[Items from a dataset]
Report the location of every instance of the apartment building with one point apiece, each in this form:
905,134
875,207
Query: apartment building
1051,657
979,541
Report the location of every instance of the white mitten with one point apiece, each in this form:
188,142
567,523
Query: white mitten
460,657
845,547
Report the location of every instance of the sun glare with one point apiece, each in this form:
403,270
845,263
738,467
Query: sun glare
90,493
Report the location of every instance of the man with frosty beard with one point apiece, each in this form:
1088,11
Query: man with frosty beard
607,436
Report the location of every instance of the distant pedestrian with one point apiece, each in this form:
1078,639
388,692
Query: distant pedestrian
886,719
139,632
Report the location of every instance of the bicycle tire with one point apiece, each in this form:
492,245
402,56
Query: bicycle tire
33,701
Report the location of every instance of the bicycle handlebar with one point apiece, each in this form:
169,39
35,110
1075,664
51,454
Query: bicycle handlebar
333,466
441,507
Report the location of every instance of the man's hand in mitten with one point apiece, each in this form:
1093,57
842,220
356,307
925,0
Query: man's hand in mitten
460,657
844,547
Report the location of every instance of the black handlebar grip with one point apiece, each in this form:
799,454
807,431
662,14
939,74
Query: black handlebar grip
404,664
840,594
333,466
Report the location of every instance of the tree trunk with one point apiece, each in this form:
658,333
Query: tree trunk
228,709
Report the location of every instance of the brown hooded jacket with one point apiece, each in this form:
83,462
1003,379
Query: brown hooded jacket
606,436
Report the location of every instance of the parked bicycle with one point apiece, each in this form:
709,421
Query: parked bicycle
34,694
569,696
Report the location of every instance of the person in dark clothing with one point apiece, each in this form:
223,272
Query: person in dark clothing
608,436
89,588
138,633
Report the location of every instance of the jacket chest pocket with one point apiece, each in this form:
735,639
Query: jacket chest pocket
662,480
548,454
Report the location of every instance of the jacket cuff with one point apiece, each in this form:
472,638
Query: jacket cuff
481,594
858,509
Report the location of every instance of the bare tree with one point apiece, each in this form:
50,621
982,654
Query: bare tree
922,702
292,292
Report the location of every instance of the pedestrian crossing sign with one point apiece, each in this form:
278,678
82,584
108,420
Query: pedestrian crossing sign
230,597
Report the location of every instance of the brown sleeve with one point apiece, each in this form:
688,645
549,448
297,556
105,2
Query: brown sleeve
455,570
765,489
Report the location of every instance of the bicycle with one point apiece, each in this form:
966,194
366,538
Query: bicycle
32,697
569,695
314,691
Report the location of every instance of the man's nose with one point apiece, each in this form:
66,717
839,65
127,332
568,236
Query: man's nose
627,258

■ Objective ■
Print every entry exactly as it appears.

■ Response to the exercise ■
Report the location of every instance of the apartment building with one point apiece, each in this form:
905,134
875,207
Query: apartment building
1051,657
979,541
Report the location of every instance of the white mitten with one point apiece, each in this form:
188,142
567,523
Query: white mitten
460,657
845,547
Report the location of every instance of the sun glare with one point apiece, each in this form:
403,270
845,263
738,467
Query: sun glare
90,493
Report the location of every instance of the man with frosty beard with one point apiece, each in this form:
1088,11
Query: man with frosty beard
607,436
Report the location of every instance of the distant pedestrian with one point apiece, each in this form:
1078,639
388,692
Query: distant pedestrian
886,719
139,632
Report the location of every instance of the bicycle tire with one point apiece, each in this form:
492,245
402,56
Query: bicycle tire
33,701
Report the location of every instance of the bicycle handlebar with one point apiece, each in this form:
169,39
35,110
1075,664
51,454
Query: bicycle handlebar
333,466
441,507
Report the location of every instance of the man's hand in mitten with one point apiece, each in this form:
1093,57
842,220
356,307
925,0
Query: man's hand in mitten
460,657
844,547
Report the location of every instance of the black handlebar grip with one point apiece, each in this form:
799,454
807,431
662,14
939,74
Query: black handlebar grip
404,664
840,594
333,466
Report the location of every instance of the tree trunk with one point apiece, each in this form:
658,333
Query: tree trunk
228,709
Report the location of every instance of the brown hooded jacket with one point apiece, each in this form:
83,462
1003,379
Query: brown hooded jacket
606,436
Report the location of every instance of the parked bicycle with one point apiece, each in this form:
709,421
Query: parked bicycle
34,694
569,696
Report the location of every instance of the person in dark clothing with one point apiece, each in this form:
223,272
Query: person in dark clothing
608,436
89,588
138,633
Report the location of every instance of the jacket chest pocket with one point apiece, each in this form:
735,639
Query: jacket chest pocket
662,480
548,454
Report the location of every instance of the jacket cuff with one point apiece, each in this form:
472,638
Query: jacket cuff
481,594
858,509
Report the location of every instance of the bare tree with one point apiece, each in this form:
50,621
982,654
Query: bare tree
922,702
292,292
Report the location of every instance of the pedestrian crossing sign with one point apiece, each in this form:
278,678
82,584
108,420
Query: pedestrian crossing sign
230,597
Report the location of every instance of the brown sleeve with one point apiece, each in this form:
688,645
549,448
297,556
105,2
Query: brown sleeve
455,570
765,489
Report the location of every instance of the bicycle with one point apiece, each in this form:
966,194
366,538
Query: bicycle
32,697
569,695
314,691
Report the location of every instance of the man's nose with one point apiece, each in this form:
66,717
839,65
127,332
568,236
Query: man's nose
627,258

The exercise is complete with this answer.